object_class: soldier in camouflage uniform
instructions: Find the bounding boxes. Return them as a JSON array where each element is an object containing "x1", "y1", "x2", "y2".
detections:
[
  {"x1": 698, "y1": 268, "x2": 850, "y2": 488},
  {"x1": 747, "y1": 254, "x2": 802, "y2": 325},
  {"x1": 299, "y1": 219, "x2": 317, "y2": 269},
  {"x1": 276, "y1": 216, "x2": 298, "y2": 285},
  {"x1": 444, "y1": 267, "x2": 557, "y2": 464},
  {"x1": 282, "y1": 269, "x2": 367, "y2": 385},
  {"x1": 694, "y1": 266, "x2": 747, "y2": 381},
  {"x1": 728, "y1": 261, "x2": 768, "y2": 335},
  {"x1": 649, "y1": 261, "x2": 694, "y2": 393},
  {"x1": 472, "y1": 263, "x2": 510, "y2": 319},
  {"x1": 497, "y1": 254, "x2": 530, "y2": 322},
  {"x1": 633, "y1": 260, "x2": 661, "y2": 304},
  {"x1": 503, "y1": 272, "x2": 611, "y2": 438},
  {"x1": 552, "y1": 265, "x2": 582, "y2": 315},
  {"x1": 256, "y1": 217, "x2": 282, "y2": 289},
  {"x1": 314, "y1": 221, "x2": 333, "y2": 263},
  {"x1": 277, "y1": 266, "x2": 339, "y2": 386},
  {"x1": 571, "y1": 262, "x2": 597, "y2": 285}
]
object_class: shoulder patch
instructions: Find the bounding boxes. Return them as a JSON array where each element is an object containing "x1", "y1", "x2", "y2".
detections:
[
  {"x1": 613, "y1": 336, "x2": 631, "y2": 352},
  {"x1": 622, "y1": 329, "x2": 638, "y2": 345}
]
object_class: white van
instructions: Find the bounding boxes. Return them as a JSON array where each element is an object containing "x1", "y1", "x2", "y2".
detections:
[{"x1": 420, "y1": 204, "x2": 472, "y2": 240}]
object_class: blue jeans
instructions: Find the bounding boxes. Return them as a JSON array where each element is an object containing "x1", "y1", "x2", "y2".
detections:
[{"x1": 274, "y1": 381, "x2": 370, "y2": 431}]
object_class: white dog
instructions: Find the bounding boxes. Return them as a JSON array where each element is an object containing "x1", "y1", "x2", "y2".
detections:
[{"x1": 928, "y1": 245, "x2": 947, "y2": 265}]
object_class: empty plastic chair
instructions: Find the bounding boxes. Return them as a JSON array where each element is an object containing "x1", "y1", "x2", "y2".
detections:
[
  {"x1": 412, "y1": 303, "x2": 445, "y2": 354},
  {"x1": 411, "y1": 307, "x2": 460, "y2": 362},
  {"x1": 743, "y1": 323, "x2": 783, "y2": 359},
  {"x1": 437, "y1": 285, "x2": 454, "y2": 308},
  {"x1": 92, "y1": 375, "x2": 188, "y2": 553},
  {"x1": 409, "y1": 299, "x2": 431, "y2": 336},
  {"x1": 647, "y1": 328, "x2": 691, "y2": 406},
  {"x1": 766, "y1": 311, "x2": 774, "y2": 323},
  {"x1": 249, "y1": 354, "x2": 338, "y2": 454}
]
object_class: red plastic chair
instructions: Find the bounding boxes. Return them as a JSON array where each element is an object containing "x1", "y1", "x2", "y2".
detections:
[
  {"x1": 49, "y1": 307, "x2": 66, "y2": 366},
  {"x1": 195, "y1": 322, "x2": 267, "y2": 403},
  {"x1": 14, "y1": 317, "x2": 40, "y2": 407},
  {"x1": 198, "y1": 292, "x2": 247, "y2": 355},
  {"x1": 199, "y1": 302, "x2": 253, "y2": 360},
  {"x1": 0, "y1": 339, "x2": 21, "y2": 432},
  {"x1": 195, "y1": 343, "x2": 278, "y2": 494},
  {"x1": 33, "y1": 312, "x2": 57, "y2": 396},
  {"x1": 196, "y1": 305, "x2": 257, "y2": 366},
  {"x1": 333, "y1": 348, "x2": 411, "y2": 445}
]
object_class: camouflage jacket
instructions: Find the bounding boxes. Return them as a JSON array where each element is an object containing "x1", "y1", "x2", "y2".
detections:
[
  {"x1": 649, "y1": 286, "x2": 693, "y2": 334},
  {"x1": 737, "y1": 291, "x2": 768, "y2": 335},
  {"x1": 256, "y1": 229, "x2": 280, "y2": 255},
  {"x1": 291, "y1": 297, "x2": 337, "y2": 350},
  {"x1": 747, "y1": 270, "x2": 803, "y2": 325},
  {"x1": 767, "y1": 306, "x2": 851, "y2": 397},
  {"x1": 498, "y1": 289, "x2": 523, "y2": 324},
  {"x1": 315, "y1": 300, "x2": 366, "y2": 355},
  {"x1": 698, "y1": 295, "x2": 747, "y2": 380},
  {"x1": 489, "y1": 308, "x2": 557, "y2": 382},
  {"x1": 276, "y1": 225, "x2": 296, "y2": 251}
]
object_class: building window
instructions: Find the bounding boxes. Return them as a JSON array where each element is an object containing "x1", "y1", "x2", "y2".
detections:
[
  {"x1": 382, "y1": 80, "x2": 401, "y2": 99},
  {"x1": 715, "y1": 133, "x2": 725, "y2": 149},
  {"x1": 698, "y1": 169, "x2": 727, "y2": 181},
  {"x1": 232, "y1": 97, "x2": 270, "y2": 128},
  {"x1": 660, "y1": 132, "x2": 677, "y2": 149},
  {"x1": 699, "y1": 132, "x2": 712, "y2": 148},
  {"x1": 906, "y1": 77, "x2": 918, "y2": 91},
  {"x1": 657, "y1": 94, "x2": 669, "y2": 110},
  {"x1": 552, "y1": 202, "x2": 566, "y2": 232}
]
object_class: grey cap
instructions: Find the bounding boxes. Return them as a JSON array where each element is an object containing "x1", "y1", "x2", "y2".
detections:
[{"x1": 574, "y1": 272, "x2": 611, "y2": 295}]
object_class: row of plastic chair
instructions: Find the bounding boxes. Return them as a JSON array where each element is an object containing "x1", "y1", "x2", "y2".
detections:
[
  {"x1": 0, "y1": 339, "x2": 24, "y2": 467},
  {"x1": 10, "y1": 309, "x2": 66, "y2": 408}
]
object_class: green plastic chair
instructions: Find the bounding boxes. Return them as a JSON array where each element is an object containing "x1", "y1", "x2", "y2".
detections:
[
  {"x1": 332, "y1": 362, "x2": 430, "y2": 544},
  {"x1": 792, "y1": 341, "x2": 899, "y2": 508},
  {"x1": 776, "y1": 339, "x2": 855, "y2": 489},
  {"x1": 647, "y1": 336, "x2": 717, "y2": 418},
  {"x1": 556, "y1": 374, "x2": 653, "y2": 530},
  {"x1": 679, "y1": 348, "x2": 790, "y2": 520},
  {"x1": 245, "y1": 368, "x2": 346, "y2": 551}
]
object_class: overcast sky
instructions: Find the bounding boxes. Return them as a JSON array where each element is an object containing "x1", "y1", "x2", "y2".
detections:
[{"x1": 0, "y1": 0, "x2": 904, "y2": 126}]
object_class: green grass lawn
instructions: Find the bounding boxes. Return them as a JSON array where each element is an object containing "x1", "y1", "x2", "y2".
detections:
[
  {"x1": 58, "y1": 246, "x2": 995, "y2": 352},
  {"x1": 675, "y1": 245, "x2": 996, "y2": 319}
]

- WHAT IS EXPECTED
Show all lines in the entries above where the word "plastic" appears.

- EXERCISE OUTPUT
object_class: empty plastic chair
object_class: red plastic chair
object_class: row of plastic chair
object_class: green plastic chair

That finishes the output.